Instructions for the task: Reproduce the data from the line containing "obj: submerged rock => coords" down through the line containing "[55,0,976,123]", changing every "rock" to "boulder" and leaving everything else untouched.

** Start **

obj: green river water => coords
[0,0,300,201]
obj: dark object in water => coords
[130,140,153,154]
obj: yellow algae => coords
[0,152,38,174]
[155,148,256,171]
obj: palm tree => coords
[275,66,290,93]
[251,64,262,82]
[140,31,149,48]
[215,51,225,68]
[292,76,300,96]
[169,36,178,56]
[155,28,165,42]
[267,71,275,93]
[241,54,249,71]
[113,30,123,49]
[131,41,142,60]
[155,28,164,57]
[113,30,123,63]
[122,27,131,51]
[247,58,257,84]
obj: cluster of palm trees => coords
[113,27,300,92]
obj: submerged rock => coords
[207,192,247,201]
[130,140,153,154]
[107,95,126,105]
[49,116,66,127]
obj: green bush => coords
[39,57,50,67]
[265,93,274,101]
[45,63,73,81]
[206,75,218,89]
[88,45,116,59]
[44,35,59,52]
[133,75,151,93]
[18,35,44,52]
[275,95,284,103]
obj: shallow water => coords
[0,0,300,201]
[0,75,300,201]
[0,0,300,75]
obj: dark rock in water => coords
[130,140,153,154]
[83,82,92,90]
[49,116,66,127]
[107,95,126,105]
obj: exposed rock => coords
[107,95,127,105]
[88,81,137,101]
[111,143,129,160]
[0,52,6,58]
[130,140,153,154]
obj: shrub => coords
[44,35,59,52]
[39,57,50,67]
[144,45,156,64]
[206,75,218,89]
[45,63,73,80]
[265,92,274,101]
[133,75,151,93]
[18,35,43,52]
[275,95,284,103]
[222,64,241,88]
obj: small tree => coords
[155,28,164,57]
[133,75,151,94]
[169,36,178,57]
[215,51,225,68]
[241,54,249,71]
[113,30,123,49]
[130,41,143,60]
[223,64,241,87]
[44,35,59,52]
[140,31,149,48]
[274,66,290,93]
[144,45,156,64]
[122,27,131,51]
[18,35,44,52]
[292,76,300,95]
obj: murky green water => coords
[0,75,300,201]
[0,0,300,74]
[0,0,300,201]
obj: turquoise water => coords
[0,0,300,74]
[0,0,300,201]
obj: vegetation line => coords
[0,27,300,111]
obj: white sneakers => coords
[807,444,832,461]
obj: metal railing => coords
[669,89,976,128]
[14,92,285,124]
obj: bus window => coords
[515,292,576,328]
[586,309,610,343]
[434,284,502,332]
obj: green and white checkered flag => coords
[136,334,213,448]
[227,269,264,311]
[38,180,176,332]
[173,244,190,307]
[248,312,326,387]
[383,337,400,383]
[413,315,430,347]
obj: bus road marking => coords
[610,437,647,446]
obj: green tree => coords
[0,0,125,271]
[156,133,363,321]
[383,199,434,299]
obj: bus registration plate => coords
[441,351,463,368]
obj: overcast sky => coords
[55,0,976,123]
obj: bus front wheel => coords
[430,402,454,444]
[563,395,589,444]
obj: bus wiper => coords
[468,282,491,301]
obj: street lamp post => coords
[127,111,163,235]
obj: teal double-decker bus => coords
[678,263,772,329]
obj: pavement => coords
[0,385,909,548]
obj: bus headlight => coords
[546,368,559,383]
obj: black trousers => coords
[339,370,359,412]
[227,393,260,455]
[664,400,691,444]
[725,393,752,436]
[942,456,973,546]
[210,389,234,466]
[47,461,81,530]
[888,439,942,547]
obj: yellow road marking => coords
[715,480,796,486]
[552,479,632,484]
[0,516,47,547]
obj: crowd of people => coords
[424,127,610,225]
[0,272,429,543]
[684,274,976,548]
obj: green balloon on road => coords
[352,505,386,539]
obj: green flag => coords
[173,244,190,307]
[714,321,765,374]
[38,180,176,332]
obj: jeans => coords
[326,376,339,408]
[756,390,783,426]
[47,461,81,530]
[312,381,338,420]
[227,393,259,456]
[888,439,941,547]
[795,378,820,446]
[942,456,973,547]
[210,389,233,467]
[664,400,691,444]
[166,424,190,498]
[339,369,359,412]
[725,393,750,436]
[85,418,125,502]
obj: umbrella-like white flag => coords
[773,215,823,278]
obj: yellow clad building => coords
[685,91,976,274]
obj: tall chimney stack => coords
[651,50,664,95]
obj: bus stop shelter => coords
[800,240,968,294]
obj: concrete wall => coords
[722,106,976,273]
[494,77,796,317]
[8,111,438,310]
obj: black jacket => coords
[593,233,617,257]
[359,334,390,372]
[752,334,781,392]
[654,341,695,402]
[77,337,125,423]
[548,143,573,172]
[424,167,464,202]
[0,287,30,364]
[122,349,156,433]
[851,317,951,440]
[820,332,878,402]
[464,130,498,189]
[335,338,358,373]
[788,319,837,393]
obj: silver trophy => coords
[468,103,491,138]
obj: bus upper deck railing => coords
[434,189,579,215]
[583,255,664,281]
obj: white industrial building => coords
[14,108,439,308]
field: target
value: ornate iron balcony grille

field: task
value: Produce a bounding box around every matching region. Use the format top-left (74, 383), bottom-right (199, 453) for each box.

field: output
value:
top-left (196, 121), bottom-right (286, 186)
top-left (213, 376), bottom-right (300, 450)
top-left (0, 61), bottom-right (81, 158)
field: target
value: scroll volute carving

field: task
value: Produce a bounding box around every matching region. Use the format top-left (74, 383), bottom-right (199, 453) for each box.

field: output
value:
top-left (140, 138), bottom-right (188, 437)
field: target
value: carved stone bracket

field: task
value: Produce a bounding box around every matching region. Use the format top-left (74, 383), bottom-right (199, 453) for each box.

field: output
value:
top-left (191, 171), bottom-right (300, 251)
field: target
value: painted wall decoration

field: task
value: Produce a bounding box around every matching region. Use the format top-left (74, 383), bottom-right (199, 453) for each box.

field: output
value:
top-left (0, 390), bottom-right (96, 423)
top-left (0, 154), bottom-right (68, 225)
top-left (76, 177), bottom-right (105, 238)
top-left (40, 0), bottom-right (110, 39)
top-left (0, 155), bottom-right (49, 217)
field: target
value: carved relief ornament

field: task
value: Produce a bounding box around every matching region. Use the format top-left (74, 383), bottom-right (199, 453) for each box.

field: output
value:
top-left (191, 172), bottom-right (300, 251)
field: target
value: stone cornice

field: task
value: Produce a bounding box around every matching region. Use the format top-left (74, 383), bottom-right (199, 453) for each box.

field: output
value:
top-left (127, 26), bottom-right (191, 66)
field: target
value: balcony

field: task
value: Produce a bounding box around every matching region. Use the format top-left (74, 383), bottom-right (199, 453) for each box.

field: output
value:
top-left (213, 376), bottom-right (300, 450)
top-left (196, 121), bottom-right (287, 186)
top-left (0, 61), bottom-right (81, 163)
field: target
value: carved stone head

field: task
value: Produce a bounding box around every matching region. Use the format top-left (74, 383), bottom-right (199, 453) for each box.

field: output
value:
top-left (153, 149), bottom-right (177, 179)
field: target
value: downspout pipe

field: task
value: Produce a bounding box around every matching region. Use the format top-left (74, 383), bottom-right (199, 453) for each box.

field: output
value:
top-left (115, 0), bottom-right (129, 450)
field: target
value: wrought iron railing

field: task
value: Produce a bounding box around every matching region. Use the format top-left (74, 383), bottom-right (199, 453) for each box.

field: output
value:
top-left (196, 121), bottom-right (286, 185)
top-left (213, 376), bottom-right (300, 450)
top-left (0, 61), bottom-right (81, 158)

** End **

Task solution:
obj: submerged boulder => coords
[207,192,247,201]
[130,140,153,154]
[107,95,126,105]
[49,116,66,127]
obj: green bush => coords
[39,57,50,67]
[265,93,274,101]
[45,63,73,81]
[206,75,218,89]
[88,45,116,59]
[44,35,59,52]
[133,75,151,93]
[18,35,44,52]
[275,95,284,103]
obj: shallow water => coords
[0,0,300,201]
[0,75,300,201]
[0,0,300,75]
obj: dark boulder in water => coords
[130,140,153,154]
[83,82,92,90]
[49,116,66,127]
[107,95,126,105]
obj: exposed boulder => coords
[107,95,127,105]
[88,81,137,101]
[111,143,129,160]
[0,52,6,58]
[130,140,153,154]
obj: shrub => coords
[44,35,59,52]
[39,57,50,67]
[144,45,156,64]
[206,75,218,89]
[45,63,73,80]
[265,92,274,101]
[133,75,151,93]
[18,35,43,52]
[275,95,284,103]
[222,64,241,88]
obj: small tree => coords
[155,28,164,57]
[133,75,151,94]
[169,36,178,57]
[215,51,225,68]
[241,54,249,71]
[113,30,123,49]
[130,41,143,60]
[223,64,241,87]
[44,35,59,52]
[140,31,149,48]
[274,66,290,93]
[144,45,156,64]
[122,27,131,51]
[18,35,44,52]
[292,76,300,95]
obj: murky green water => coords
[0,75,300,201]
[0,0,300,74]
[0,0,300,201]
obj: turquoise water => coords
[0,0,300,74]
[0,0,300,201]
obj: vegetation line => coords
[0,27,300,111]
obj: white sneakers => coords
[807,444,832,461]
obj: metal railing => coords
[669,89,976,128]
[14,92,285,124]
obj: bus window => coords
[515,292,576,328]
[586,309,610,343]
[434,284,502,332]
obj: green and white checkered flag => coords
[136,334,213,448]
[227,269,264,311]
[38,180,176,332]
[173,244,190,307]
[248,312,326,387]
[383,337,400,383]
[413,315,430,347]
obj: bus road marking => coords
[610,437,647,446]
obj: green tree => coords
[0,0,125,271]
[156,133,363,321]
[383,199,434,299]
obj: bus registration plate => coords
[441,351,463,368]
obj: overcast sky => coords
[55,0,976,123]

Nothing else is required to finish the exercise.